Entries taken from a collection
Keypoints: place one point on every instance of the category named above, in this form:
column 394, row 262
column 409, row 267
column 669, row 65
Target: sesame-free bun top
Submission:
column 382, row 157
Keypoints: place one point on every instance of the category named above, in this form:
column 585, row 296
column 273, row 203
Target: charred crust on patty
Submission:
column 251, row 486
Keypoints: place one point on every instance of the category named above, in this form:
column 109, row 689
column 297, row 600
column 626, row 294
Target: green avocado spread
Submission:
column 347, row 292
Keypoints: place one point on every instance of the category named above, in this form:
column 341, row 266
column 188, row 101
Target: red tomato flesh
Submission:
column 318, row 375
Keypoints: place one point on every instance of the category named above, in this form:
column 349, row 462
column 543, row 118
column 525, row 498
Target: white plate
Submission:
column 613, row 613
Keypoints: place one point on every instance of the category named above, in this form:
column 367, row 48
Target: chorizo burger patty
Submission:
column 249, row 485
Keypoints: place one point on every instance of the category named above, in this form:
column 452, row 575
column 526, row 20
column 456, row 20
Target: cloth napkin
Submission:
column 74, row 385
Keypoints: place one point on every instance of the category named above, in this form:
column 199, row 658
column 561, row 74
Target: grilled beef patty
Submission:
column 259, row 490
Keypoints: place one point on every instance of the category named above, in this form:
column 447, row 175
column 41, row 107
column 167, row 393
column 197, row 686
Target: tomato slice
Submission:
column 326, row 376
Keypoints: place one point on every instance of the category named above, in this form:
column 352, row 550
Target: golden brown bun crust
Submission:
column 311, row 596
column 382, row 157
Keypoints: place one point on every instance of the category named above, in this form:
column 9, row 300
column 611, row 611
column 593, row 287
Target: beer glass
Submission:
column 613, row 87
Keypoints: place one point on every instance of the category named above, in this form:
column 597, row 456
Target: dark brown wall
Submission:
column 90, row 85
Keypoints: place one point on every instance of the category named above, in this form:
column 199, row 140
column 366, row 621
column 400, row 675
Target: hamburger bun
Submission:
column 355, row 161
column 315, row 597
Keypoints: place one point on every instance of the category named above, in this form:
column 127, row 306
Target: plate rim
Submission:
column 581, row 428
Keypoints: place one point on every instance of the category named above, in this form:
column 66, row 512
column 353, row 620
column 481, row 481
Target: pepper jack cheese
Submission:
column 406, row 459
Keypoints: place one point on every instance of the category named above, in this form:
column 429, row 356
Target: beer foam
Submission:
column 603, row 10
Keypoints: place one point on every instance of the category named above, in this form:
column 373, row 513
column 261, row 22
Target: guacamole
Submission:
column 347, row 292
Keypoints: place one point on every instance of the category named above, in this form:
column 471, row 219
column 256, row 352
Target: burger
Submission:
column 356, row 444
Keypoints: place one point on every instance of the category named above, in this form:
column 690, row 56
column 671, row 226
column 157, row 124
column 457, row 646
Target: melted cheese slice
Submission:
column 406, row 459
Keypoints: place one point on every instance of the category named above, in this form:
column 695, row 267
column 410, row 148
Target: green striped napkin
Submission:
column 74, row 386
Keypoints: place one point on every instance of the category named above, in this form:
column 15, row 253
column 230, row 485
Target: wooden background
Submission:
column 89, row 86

WORK REQUIRED - Rewrite all the records with "Target" changed to "Item" throughout, keeping everything else the same.

REPLY -
Keypoints: place one point on every instance of the category named above, in this form:
column 394, row 262
column 409, row 267
column 669, row 65
Item: sesame-free bun top
Submission:
column 382, row 157
Keypoints: place one point on every instance of the category named above, in this form:
column 585, row 296
column 273, row 203
Item: charred crust on patty
Submission:
column 251, row 486
Keypoints: place one point on every instance of the category named above, in this form:
column 109, row 689
column 297, row 600
column 626, row 294
Item: green avocado spread
Submission:
column 347, row 292
Keypoints: place one point on every instance of the category named above, in this form:
column 341, row 266
column 188, row 101
Item: red tomato flesh
Submission:
column 318, row 375
Keypoints: place one point on every instance of the category named above, in this form:
column 349, row 462
column 543, row 118
column 525, row 498
Item: white plate
Submission:
column 613, row 613
Keypoints: place one point on every instance of the category named above, in this form:
column 367, row 48
Item: chorizo burger patty
Submission:
column 249, row 485
Keypoints: place one point on every instance of the category named above, in this form:
column 452, row 575
column 526, row 20
column 456, row 20
Item: cloth napkin
Submission:
column 74, row 385
Keypoints: place one point on every instance of the category named above, in this form:
column 199, row 658
column 561, row 74
Item: grilled beef patty
Submission:
column 259, row 490
Keypoints: place one point on every instance of the category named above, in this form:
column 447, row 175
column 41, row 107
column 167, row 393
column 197, row 686
Item: tomato slice
Submission:
column 326, row 376
Keypoints: place one point on every instance of the category named above, in this form:
column 352, row 550
Item: golden brown bun crust
Submission:
column 311, row 596
column 382, row 157
Keypoints: place one point on every instance of the category named above, in this form:
column 9, row 300
column 611, row 611
column 593, row 287
Item: beer glass
Submission:
column 613, row 87
Keypoints: place one point on every instance of the category named above, in this form:
column 597, row 456
Item: dark brown wall
Submission:
column 90, row 85
Keypoints: place one point on every instance of the category named above, in this form:
column 199, row 140
column 366, row 621
column 400, row 675
Item: hamburger bun
Submission:
column 355, row 161
column 315, row 597
Keypoints: place one point on every instance of the category named above, in this form:
column 127, row 306
Item: plate rim
Submission:
column 581, row 428
Keypoints: place one point on every instance of the category named above, in this form:
column 66, row 512
column 353, row 620
column 481, row 481
Item: pepper jack cheese
Submission:
column 406, row 459
Keypoints: place one point on every instance of the category named above, in this form:
column 429, row 356
Item: beer foam
Submission:
column 603, row 10
Keypoints: place one point on every instance of the category named above, in this form:
column 373, row 513
column 261, row 22
Item: guacamole
Submission:
column 347, row 292
Keypoints: place one point on every instance of the category named above, in this form:
column 471, row 219
column 256, row 352
Item: burger
Submission:
column 356, row 444
Keypoints: place one point on every instance of the category named above, in this form:
column 690, row 56
column 671, row 226
column 157, row 124
column 457, row 646
Item: melted cheese slice
Submission:
column 406, row 459
Keypoints: place one point on every instance of the category named above, in this form:
column 695, row 267
column 410, row 148
Item: green striped napkin
Submission:
column 74, row 386
Keypoints: place one point on every instance of the category named above, in this form:
column 15, row 253
column 230, row 485
Item: wooden background
Submission:
column 89, row 86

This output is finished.